| PASSAGE TO READ |
Then you need find all alternative splicing events, which you do by
running ``outrigger index`` on the splice junction files and the gtf.
Here is an example command:


outrigger index --sj-out-tab * \
--gtf /projects/ps-yeolab/genomes/mm10/gencode/m10/gencode.vM10.annotation.gtf

Next, you'll want to validate that the splicing events you found follow
biological rules, such as being containing GT/AG (mammalian major
spliceosome) or AT/AC (mammalian minor splicesome) sequences. To do
that, you'll need to provide the genome name (e.g. ``mm10``) and the
genome sequences. An example command is below:


outrigger validate --genome mm10 \
--fasta /projects/ps-yeolab/genomes/mm10/GRCm38.primary_assembly.genome.fa

Finally, you can calculate percent spliced in (Psi) of your splicing
events! Thankfully this is very easy:


outrigger psi

It should be noted that ALL of these commands should be performed in the
same directory, so no moving.

Quick start summary

Here is a summary the commands in the order you would use them for


cd ~/projects/tasic2016/analysis/tasic2016_v1
outrigger index --sj-out-tab * \
--gtf /projects/ps-yeolab/genomes/mm10/gencode/m10/gencode.vM10.annotation.gtf
outrigger validate --genome mm10 \
--fasta /projects/ps-yeolab/genomes/mm10/GRCm38.primary_assembly.genome.fa
outrigger psi

This will create a folder called ``outrigger_output``, which at the end
should look like this:


$ tree outrigger_output
├── index
│   ├── gtf
│   │   ├── gencode.vM10.annotation.subset.gtf
│   │   ├── gencode.vM10.annotation.subset.gtf.db
│   │   └── novel_exons.gtf
│   ├── junction_exon_direction_triples.csv
│   ├── mxe
│   │   ├── events.csv
│   │   ├── exon1.bed
│   │   ├── exon2.bed
│   │   ├── exon3.bed
│   │   ├── exon4.bed
│   │   ├── splice_sites.csv
│   │   └── validated
│   │   └── events.csv
│   └── se
│   ├── events.csv
│   ├── exon1.bed
│   ├── exon2.bed
│   ├── exon3.bed
│   ├── splice_sites.csv
│   └── validated
│   └── events.csv
├── junctions
│   ├── metadata.csv
│   └── reads.csv
└── psi
├── mxe
│   └── psi.csv
├── outrigger_psi.csv
└── se
└── psi.csv

10 directories, 22 files


Here's an in-depth look at the commands of \`outrigger.

(Collected data entries)
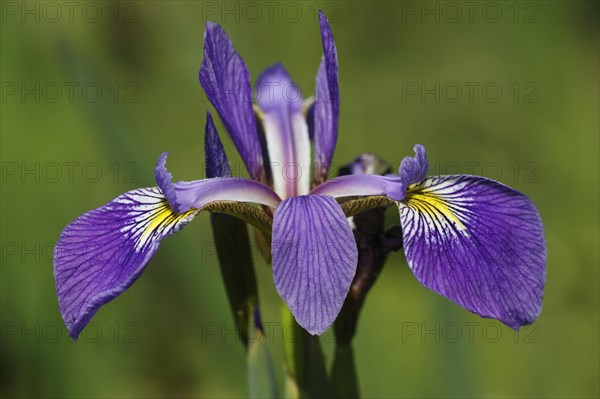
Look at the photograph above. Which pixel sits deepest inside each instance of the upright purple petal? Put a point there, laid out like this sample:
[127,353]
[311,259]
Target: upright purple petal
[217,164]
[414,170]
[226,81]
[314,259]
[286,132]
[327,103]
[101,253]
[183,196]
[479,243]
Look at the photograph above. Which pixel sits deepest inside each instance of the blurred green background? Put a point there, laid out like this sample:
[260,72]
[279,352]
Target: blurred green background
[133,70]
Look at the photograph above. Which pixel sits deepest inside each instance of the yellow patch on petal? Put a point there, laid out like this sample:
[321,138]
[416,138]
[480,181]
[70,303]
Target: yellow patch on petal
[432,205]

---

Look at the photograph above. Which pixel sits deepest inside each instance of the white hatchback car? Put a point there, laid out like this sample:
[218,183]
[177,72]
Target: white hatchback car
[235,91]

| PROBLEM DESCRIPTION |
According to the outrigger walkthrough, what folder do the commands create? Nothing in the entries is needed for this work.

| EXERCISE SOLUTION |
A folder called outrigger_output.